» **Aim**
Reproduce verbatim only the lines from the one containing "plate with a point in the photo above." through the last line below, both included.

» **Task data**
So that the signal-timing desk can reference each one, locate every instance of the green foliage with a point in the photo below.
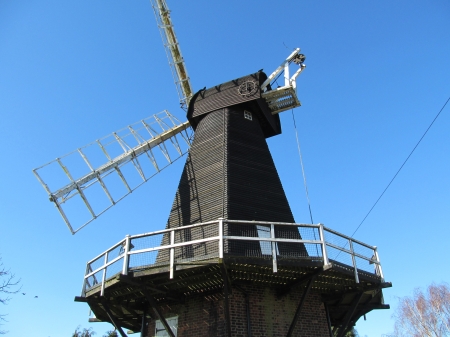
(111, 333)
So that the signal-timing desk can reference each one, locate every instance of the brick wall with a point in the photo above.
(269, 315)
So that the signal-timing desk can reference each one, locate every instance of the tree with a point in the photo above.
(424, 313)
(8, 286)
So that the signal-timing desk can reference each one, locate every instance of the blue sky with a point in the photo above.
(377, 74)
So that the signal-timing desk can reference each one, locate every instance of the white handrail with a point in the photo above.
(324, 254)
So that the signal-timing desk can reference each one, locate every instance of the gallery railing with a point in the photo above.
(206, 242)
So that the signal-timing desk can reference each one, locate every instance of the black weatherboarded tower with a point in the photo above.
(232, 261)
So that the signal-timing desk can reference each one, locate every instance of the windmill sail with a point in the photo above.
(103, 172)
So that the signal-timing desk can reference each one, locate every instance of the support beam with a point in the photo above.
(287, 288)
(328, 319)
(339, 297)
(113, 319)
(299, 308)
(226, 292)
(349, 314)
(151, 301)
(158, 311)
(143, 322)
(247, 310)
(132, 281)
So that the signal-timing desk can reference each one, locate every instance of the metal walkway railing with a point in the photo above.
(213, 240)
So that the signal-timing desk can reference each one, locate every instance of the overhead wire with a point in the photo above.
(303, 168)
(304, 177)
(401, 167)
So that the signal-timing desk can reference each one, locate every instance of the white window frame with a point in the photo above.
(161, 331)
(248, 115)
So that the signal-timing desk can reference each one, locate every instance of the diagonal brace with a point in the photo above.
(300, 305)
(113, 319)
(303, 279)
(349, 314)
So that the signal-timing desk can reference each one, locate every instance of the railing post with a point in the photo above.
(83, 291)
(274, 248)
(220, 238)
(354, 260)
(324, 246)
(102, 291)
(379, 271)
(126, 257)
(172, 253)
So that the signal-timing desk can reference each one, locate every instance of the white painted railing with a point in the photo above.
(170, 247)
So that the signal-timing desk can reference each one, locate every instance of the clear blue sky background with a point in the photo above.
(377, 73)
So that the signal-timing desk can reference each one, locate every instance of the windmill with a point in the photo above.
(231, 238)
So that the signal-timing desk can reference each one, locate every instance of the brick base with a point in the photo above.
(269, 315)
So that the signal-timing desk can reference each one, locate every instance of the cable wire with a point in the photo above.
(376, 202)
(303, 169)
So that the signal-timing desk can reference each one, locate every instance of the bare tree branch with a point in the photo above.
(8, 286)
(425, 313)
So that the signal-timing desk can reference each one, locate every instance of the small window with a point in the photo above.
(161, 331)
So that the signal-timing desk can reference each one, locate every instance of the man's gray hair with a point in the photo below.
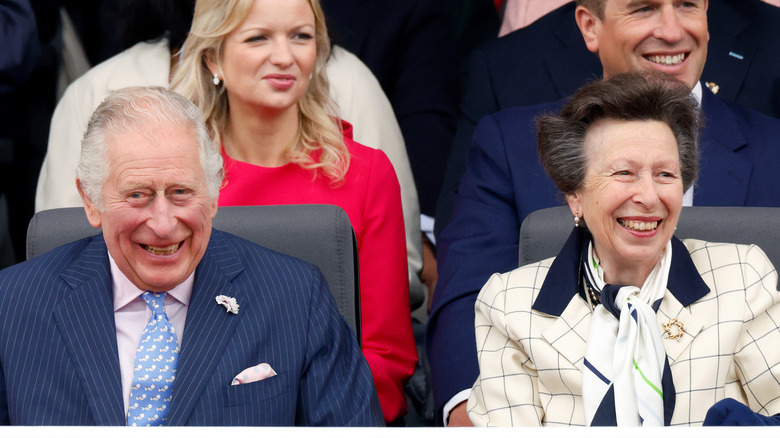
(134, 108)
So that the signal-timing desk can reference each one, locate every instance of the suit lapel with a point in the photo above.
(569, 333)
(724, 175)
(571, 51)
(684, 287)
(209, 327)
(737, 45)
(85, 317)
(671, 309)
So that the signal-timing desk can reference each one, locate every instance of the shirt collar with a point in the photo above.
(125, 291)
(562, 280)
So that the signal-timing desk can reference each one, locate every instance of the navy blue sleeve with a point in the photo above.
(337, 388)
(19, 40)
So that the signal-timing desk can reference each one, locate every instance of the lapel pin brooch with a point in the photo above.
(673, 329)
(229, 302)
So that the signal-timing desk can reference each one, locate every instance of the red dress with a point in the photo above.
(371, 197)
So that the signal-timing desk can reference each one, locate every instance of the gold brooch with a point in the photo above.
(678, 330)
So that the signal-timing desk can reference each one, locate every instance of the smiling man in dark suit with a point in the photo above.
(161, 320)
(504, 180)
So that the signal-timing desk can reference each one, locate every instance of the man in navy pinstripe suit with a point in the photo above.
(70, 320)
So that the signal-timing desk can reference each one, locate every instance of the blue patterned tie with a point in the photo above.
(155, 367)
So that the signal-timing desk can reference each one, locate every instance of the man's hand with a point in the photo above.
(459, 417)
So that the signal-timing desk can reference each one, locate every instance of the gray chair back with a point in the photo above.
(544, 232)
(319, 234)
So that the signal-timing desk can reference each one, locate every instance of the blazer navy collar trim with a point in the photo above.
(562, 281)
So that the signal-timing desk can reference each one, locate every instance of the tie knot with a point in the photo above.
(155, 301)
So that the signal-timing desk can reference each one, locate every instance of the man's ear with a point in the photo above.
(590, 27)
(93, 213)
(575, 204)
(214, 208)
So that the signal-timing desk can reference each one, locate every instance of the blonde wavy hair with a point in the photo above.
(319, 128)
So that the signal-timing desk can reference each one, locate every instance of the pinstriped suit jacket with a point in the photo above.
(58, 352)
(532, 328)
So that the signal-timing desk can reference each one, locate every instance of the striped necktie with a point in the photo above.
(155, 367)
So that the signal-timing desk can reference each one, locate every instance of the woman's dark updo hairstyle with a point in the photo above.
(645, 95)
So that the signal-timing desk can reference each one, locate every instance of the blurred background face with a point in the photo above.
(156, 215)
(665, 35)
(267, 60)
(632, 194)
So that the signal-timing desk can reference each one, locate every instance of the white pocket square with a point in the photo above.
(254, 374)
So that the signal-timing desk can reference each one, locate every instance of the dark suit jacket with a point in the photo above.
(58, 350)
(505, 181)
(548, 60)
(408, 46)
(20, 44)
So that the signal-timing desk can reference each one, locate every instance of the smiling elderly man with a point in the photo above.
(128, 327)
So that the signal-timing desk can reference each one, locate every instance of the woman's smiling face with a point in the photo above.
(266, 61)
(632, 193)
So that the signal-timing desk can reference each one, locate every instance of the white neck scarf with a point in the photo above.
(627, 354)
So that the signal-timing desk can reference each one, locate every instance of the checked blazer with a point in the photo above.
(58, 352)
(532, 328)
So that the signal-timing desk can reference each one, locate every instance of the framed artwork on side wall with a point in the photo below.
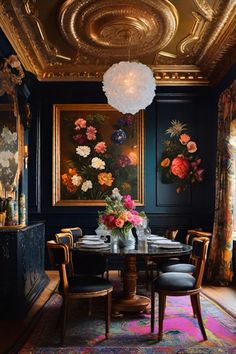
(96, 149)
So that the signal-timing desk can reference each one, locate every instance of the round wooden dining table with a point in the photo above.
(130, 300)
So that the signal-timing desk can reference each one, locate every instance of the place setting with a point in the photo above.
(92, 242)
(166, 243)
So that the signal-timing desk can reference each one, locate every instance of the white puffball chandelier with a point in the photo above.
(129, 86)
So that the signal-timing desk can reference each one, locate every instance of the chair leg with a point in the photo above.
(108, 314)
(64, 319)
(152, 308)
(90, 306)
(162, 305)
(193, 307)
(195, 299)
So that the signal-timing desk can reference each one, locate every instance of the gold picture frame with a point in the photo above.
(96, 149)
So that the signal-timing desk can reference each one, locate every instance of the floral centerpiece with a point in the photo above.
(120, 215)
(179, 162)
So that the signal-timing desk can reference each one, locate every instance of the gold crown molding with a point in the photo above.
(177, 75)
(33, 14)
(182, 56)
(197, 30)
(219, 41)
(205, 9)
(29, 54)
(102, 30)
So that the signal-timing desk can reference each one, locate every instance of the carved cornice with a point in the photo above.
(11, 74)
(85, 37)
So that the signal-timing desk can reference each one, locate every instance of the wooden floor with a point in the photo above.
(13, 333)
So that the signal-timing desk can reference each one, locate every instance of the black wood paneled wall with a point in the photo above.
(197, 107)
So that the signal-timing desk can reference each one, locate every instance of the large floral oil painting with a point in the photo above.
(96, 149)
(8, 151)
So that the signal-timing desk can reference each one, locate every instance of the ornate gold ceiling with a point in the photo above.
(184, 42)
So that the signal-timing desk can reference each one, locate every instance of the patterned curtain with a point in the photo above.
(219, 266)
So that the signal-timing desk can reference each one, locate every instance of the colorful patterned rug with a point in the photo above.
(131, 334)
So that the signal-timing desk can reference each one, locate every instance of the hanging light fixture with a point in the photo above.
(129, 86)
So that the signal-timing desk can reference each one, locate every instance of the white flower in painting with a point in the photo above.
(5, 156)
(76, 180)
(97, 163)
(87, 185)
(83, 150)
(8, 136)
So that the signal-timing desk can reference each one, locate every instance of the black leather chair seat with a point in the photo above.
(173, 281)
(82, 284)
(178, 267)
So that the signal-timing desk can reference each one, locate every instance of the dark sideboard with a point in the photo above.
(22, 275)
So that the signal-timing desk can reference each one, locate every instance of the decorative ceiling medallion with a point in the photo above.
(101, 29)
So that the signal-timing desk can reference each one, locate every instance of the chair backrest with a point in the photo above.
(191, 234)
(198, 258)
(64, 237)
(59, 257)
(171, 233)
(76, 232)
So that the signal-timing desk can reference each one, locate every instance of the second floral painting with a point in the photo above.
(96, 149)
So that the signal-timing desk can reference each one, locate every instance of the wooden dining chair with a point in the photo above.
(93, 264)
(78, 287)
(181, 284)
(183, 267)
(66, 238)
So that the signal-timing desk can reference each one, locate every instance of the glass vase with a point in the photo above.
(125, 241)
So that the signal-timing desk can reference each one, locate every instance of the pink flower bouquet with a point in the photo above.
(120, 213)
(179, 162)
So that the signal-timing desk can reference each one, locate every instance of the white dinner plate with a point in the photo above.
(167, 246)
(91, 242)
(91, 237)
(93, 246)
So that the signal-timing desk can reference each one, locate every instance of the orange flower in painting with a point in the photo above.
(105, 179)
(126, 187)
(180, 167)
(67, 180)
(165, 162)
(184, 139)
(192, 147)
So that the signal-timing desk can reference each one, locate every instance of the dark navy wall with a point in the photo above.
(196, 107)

» **Task result**
So that the signal-timing desk can reference each one, locate every instance of the white dinner plate with a point in the photo above.
(167, 246)
(91, 242)
(91, 237)
(93, 246)
So that the signal-timing desk can reference each one, locate every instance of the orange flower in painting with a point in the photo above.
(105, 179)
(126, 187)
(180, 167)
(67, 180)
(165, 162)
(184, 139)
(192, 147)
So that the signal-timing desk can reference each one, locate every instance of the dark navy wall with a point in the photo above.
(196, 107)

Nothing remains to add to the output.